» **SELECTED EXTRACT**
The geospatial-temporal heat maps for counts were generated based on scaling to approximately the maximum number of claims experienced in any given year (3000). The meaning of the color ranges is shown in Table 4. The inpatient met demand associated with the opioid epidemic becomes clear with geospatial analysis.
In 2016, the level of intensity for admissions is strongest around Chicago, Illinois and large swaths of New Jersey, where drug overdose is its leading cause of accidental death [27]. The heat map depicts extreme intensity (dark red, near the 100th %) in Chicago. Areas above the median admission rate (yellow) appear to be Washington, DC; Atlanta, GA; and areas of Kentucky, Indiana, and Ohio.
By 2017, the area of intensity around New Jersey had grown, Atlanta saw more intensity, and Chicago remained the most intense. The usage in Los Angeles had expanded but remained sub-intense. Areas in Kentucky, Indiana, and Ohio remained problematic.
Data for 2018 were complete only through September, so they are excluded in the explanatory modeling. However, linear extrapolation produced the 2018 chart which indicates significant intensity in Chicago, New Jersey, and Atlanta. Montana, the Dakotas, Iowa, and Wyoming appear to be inoculated against the epidemic.
Year over year with 2018 extrapolated, there has been a decline in the number of claims. In 2016, the estimated number of claims was 112,816, and that value dropped to 103,436 in 2017. Using linear extrapolation, the estimated number of claims for 2018 is 71,414, although such an extrapolation likely does not reflect later reporting of previous claims and is thus an underestimate.

» **DATASET**
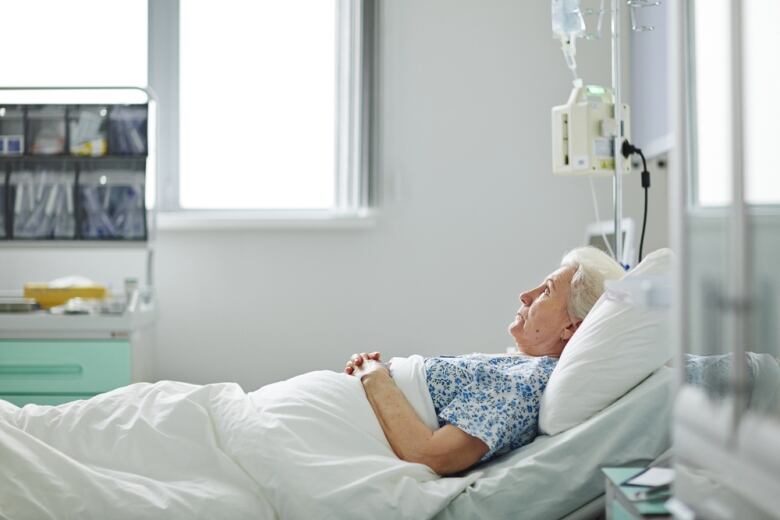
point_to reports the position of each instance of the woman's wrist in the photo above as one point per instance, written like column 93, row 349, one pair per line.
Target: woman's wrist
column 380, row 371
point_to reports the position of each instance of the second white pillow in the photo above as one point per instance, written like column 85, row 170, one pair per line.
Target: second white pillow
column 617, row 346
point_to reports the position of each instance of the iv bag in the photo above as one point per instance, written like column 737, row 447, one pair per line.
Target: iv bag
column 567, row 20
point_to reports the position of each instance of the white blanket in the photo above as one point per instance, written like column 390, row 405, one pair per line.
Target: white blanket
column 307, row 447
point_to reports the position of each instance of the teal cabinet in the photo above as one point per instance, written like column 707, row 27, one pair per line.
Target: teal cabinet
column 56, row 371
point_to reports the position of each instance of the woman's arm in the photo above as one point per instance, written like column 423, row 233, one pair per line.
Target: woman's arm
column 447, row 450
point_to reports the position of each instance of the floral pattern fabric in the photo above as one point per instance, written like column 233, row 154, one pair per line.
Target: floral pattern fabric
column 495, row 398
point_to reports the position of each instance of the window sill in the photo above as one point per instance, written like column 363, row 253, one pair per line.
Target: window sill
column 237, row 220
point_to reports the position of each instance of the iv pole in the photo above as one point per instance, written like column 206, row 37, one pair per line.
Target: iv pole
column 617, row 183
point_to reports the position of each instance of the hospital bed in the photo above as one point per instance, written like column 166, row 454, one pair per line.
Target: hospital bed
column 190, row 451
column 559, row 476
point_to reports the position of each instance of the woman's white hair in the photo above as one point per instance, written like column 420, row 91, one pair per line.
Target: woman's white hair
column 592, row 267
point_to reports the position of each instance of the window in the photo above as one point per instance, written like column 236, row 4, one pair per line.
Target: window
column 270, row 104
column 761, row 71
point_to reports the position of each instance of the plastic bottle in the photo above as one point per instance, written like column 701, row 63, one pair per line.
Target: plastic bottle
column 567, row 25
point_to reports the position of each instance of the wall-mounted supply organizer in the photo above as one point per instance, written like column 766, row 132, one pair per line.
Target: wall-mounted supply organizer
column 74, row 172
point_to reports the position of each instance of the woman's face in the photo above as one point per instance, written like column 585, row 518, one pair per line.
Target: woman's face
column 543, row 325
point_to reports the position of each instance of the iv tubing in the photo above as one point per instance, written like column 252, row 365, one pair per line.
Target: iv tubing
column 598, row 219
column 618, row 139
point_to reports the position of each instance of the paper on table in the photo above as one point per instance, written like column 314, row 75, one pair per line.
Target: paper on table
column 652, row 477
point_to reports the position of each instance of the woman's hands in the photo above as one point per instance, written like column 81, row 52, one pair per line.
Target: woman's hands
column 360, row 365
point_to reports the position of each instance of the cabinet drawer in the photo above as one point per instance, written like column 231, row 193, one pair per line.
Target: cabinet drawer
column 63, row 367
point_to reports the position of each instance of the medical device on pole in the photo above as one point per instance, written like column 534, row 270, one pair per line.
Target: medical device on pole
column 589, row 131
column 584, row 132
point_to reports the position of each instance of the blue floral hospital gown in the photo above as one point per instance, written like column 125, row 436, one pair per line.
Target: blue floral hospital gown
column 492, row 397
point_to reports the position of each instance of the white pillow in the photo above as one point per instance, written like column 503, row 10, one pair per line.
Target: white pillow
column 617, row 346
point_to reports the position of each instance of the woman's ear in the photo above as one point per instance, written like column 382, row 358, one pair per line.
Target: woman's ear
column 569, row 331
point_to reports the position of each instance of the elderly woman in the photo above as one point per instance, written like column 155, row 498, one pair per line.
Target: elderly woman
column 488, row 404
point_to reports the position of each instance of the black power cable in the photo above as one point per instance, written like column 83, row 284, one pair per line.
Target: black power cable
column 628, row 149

» **WORK ITEM**
According to the opioid heat map extract, please give the estimated number of claims in 2017. You can set the items aside; they play no part here.

» **RESULT OF THIS TASK**
103,436